Task prompt: Can you quote the records below in full, word for word?

=======

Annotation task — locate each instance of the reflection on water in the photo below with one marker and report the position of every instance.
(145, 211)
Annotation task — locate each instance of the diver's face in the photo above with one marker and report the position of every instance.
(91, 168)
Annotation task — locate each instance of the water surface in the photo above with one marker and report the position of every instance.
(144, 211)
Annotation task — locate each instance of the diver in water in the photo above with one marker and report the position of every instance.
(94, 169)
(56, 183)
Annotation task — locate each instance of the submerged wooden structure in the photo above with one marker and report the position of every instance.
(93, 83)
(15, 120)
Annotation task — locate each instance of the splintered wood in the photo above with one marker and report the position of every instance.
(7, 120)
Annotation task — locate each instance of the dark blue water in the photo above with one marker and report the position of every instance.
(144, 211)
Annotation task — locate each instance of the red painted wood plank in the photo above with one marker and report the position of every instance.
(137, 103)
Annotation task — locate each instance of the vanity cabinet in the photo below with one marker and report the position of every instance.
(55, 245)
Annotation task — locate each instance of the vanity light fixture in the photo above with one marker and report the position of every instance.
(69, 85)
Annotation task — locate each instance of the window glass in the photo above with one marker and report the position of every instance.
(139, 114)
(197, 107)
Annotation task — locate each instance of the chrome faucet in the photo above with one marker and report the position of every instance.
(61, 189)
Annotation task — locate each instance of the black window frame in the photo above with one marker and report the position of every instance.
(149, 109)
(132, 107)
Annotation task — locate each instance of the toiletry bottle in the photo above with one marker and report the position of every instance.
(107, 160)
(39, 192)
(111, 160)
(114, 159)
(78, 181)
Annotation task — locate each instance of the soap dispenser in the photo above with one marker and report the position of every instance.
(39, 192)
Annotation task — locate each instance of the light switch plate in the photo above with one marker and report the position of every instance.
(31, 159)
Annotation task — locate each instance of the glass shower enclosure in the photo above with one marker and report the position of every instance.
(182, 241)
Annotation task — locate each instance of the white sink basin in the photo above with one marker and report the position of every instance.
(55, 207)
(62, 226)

=======

Solution to the exercise:
Annotation task — locate each instance of the reflection on water in the photo below with one marker and report the position of every instance.
(145, 211)
Annotation task — locate each instance of the diver's face in the photo above with one marker and report the position of every instance.
(91, 168)
Annotation task — locate each instance of the water surface in the photo above with one marker and report the position of every instance.
(144, 211)
Annotation task — locate each instance of the diver in water in the photo above with one marker and report the position of every instance.
(94, 169)
(56, 183)
Annotation task — locate each instance of the submerged wooden structure in the photo above with one marker and report the position of every instance.
(93, 83)
(15, 120)
Annotation task — locate each instance of the splintered wood in the photo above with one marker and report the position of every instance.
(7, 120)
Annotation task — locate each instance of the dark blue water in the photo above with one marker and report the position of every instance.
(144, 211)
Annotation task — locate each instance of the red painted wood plank in the photo above with one marker and report the position of every instance.
(137, 103)
Annotation task — locate each instance of the vanity cabinet in the photo below with one marker and report the position of every instance.
(55, 245)
Annotation task — locate each instance of the vanity light fixture in the photo above with one marker and report the position of every instance.
(69, 85)
Annotation task — locate each instance of the window glass in the photo above with one marker and report the position of every instance.
(139, 114)
(197, 107)
Annotation task — locate each instance of the chrome faucet in the photo above with one marker and report the position of every instance.
(61, 189)
Annotation task — locate each instance of the black window frame in the photo above with one marker and report the position of every instance.
(149, 109)
(132, 107)
Annotation task — locate each instance of the toiletry bottle in the photo above with one marker and report the position of every instance.
(107, 160)
(39, 192)
(111, 160)
(114, 159)
(78, 181)
Annotation task — locate each instance of the soap dispenser in the photo above with one marker and report the position of every instance.
(39, 192)
Annotation task — locate each instance of the light switch plate in the photo above with one marker and report the position of every instance.
(31, 159)
Annotation task — locate each instance of the glass shower enclosure in the photo above with one marker and report the position of every instance.
(182, 241)
Annotation task — locate each instance of the white sink basin in the photo above with one marker and report the position of every instance.
(55, 207)
(62, 226)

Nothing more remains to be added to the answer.